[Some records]

(begin)

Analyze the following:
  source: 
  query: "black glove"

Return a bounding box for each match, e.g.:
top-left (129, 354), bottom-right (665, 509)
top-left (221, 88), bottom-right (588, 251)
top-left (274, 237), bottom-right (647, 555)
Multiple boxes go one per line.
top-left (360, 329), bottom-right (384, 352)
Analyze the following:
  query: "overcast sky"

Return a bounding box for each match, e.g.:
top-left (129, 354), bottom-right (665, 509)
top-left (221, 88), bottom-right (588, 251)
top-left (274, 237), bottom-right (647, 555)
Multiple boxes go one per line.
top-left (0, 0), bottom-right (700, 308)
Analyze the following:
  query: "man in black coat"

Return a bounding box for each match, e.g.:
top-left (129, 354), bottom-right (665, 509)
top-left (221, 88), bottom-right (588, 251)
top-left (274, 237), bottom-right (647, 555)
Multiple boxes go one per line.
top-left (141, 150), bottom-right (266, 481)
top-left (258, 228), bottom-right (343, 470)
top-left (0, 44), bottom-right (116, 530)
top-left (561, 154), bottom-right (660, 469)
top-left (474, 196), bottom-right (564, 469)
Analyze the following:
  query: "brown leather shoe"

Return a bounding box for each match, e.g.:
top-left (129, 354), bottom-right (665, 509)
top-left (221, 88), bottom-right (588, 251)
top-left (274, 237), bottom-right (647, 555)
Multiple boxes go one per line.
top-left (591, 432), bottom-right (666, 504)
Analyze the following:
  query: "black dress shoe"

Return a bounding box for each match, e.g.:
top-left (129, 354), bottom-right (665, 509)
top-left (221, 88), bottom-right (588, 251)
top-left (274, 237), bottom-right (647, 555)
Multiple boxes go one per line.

(end)

_Written request_.
Rewrite the records from the first line through the line containing "top-left (474, 196), bottom-right (564, 469)", with "Analyze" changed to "Examine" and nothing else altered.

_Complete answer_.
Examine the following:
  source: 
  query: "black glove"

Return a bounding box for each match, e.g.:
top-left (129, 354), bottom-right (665, 509)
top-left (221, 88), bottom-right (588, 251)
top-left (274, 237), bottom-right (647, 555)
Multiple boxes go one per line.
top-left (360, 329), bottom-right (384, 352)
Examine the following:
  query: "overcast sky"

Return a bounding box for each match, e.g.:
top-left (129, 354), bottom-right (665, 509)
top-left (221, 88), bottom-right (588, 251)
top-left (274, 237), bottom-right (647, 555)
Multiple boxes go one per line.
top-left (0, 0), bottom-right (700, 308)
Examine the following:
  query: "man in black coat"

Return a bounding box for each match, e.g.:
top-left (129, 354), bottom-right (665, 509)
top-left (221, 88), bottom-right (588, 251)
top-left (274, 237), bottom-right (647, 555)
Multiple boxes go one per line.
top-left (141, 150), bottom-right (266, 481)
top-left (258, 228), bottom-right (343, 470)
top-left (0, 44), bottom-right (116, 530)
top-left (561, 154), bottom-right (660, 469)
top-left (474, 196), bottom-right (564, 469)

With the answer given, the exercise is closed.